# The data start

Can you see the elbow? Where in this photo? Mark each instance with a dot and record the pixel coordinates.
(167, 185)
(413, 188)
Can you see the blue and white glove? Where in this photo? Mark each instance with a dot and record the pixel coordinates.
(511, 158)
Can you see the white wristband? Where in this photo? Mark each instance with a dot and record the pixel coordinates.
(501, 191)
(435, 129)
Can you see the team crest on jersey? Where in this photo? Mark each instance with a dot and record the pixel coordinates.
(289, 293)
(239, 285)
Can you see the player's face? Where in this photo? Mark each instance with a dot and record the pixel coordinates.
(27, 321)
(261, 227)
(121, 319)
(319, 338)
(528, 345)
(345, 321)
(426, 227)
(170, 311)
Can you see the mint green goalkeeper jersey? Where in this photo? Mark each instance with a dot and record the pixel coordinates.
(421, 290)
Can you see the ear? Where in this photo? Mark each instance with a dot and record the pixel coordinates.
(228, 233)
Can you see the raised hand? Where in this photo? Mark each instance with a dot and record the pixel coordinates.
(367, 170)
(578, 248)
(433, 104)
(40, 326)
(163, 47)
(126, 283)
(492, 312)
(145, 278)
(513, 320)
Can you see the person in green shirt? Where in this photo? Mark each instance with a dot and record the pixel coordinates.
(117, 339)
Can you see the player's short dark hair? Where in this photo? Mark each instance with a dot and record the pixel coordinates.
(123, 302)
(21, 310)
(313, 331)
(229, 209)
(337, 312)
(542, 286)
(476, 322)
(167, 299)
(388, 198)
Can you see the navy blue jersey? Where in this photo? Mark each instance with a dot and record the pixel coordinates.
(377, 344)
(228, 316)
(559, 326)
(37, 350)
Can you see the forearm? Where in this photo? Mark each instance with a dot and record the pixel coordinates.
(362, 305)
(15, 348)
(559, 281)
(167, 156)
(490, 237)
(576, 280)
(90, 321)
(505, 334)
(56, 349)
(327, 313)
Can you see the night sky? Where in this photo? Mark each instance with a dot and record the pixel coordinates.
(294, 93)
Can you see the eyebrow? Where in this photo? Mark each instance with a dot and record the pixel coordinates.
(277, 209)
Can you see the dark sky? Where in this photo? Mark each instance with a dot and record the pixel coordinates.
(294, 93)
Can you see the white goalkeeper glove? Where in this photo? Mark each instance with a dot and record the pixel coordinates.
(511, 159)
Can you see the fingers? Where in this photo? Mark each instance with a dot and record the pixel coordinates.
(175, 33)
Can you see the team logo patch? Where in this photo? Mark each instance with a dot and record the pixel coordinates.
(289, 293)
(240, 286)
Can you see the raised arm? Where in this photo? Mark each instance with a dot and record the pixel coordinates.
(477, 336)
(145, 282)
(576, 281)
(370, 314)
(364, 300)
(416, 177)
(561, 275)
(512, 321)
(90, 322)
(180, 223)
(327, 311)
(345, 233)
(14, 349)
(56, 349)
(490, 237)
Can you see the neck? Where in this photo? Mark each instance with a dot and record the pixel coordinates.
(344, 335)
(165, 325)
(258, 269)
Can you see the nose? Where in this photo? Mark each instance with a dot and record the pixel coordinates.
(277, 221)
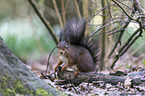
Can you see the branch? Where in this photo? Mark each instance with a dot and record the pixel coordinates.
(45, 22)
(68, 77)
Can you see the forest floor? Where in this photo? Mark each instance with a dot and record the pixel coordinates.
(125, 65)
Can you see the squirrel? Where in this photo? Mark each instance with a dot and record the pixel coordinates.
(75, 48)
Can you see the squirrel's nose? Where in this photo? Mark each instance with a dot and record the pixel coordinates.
(61, 53)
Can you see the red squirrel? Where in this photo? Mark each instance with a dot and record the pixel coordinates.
(74, 48)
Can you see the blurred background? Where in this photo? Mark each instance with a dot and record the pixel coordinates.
(28, 38)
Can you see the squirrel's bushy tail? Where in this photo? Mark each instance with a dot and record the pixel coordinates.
(74, 33)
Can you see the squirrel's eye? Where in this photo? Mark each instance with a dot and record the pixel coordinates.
(66, 47)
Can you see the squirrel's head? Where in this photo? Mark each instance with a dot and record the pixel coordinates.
(63, 47)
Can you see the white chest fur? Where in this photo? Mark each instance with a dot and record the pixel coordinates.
(63, 58)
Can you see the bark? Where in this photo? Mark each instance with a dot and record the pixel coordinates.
(68, 77)
(16, 78)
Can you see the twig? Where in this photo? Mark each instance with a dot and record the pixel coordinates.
(120, 35)
(77, 9)
(49, 59)
(63, 11)
(45, 22)
(123, 10)
(123, 49)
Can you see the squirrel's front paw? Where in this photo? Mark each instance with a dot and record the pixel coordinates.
(77, 73)
(55, 69)
(63, 69)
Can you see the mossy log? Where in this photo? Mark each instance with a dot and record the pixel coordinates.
(68, 77)
(16, 78)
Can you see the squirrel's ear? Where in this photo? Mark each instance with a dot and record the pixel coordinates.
(61, 35)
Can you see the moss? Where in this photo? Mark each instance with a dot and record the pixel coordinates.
(42, 92)
(9, 87)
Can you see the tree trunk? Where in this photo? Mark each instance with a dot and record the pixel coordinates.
(16, 78)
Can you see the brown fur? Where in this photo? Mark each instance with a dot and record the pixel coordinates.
(75, 49)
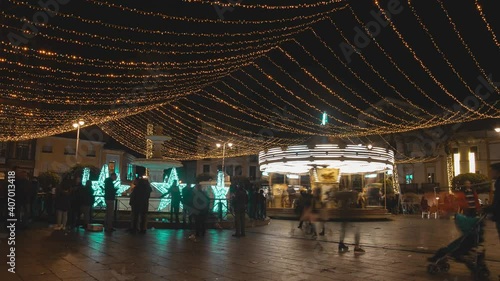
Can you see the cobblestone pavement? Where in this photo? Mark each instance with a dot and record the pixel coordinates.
(395, 250)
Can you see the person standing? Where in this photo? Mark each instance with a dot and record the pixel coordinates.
(201, 205)
(63, 205)
(345, 202)
(240, 205)
(139, 201)
(469, 201)
(175, 203)
(109, 197)
(74, 212)
(495, 206)
(187, 204)
(87, 199)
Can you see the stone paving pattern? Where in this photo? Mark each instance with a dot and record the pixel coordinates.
(395, 250)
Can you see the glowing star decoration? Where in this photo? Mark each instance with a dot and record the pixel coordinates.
(220, 191)
(85, 176)
(98, 186)
(164, 187)
(324, 119)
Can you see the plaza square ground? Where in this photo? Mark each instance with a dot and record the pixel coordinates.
(395, 250)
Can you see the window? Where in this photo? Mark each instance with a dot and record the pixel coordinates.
(409, 178)
(253, 172)
(206, 168)
(238, 171)
(23, 150)
(130, 172)
(430, 174)
(47, 148)
(472, 159)
(230, 170)
(253, 158)
(456, 162)
(69, 150)
(3, 149)
(91, 151)
(111, 166)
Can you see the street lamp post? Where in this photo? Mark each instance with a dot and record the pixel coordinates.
(77, 126)
(224, 153)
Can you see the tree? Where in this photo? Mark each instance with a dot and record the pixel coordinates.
(479, 181)
(48, 179)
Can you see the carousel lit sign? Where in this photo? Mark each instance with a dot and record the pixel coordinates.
(300, 159)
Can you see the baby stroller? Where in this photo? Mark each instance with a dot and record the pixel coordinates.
(467, 249)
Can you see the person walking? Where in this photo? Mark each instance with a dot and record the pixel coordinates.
(63, 205)
(175, 195)
(87, 200)
(239, 206)
(261, 205)
(139, 201)
(344, 203)
(74, 212)
(201, 205)
(109, 197)
(187, 204)
(495, 206)
(468, 200)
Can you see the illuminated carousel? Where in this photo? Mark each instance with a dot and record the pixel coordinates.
(336, 171)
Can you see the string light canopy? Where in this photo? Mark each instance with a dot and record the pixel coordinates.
(260, 74)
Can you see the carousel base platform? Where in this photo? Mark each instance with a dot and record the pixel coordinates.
(369, 213)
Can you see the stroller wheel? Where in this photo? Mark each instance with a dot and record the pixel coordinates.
(432, 269)
(445, 267)
(482, 273)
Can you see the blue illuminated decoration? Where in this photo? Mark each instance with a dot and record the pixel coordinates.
(324, 119)
(220, 191)
(162, 187)
(85, 176)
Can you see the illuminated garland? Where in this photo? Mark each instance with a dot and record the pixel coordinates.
(469, 51)
(423, 65)
(188, 19)
(483, 17)
(450, 65)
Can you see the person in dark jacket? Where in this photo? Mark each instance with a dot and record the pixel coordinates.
(175, 195)
(187, 204)
(240, 205)
(74, 212)
(87, 200)
(63, 205)
(23, 196)
(495, 206)
(109, 197)
(139, 201)
(201, 205)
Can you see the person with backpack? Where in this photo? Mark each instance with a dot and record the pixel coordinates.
(63, 205)
(240, 205)
(87, 200)
(139, 201)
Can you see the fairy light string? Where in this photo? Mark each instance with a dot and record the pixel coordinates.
(423, 65)
(466, 46)
(479, 8)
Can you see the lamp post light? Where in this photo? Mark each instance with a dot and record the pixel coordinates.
(229, 144)
(77, 126)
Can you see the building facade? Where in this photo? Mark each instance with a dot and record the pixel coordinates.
(19, 154)
(464, 152)
(59, 154)
(241, 166)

# The data end

→ Task to carry out:
Starting from the line with "Can you see the string" and ending with the final line of the data, quote every line exactly, both ends included.

→ Written response:
Can you see the string light canopy? Where in this photo? Mark each instance with a dot and record the pixel coordinates.
(260, 74)
Can you see the carousel base platform? Where in this photo? Mark each instance with a dot and record the pixel coordinates.
(369, 213)
Can you see the stroller wheel? Where in this photo? Mark each instance with a dot and record the pixel coordinates.
(432, 269)
(445, 267)
(482, 273)
Can you see the blue illuminated decoration? Where in this photo? Mark each instance with a dot and record the pixel coordinates.
(324, 119)
(220, 191)
(162, 187)
(85, 176)
Can you see the illuminated garland? Where in this photo? Mark each instance with a dot and record the pixel coordinates.
(469, 51)
(423, 65)
(188, 19)
(483, 17)
(450, 65)
Can you see the person in dark jacket? Where in this photo? Mark each instance with a dot and record the pixel coordinates.
(175, 195)
(187, 204)
(240, 205)
(74, 212)
(87, 200)
(63, 205)
(23, 196)
(495, 206)
(109, 197)
(139, 201)
(201, 205)
Can you see the person with backpack? Where in this photo? Mark each instance with a dot and record the pixel coordinates.
(63, 205)
(240, 205)
(87, 200)
(139, 201)
Can you see the fairy light string? Where in this photo? Mark each instance with a dot and record the pixel coordinates.
(423, 65)
(466, 46)
(479, 8)
Can you see the lamp post light? Where in this photo? Mark each instance with a dot and record the pixel coordinates.
(229, 144)
(77, 126)
Can you see the building facade? Where in this photo? Mark each instance with a dot and record the pixel coordinates.
(19, 154)
(464, 152)
(59, 154)
(241, 166)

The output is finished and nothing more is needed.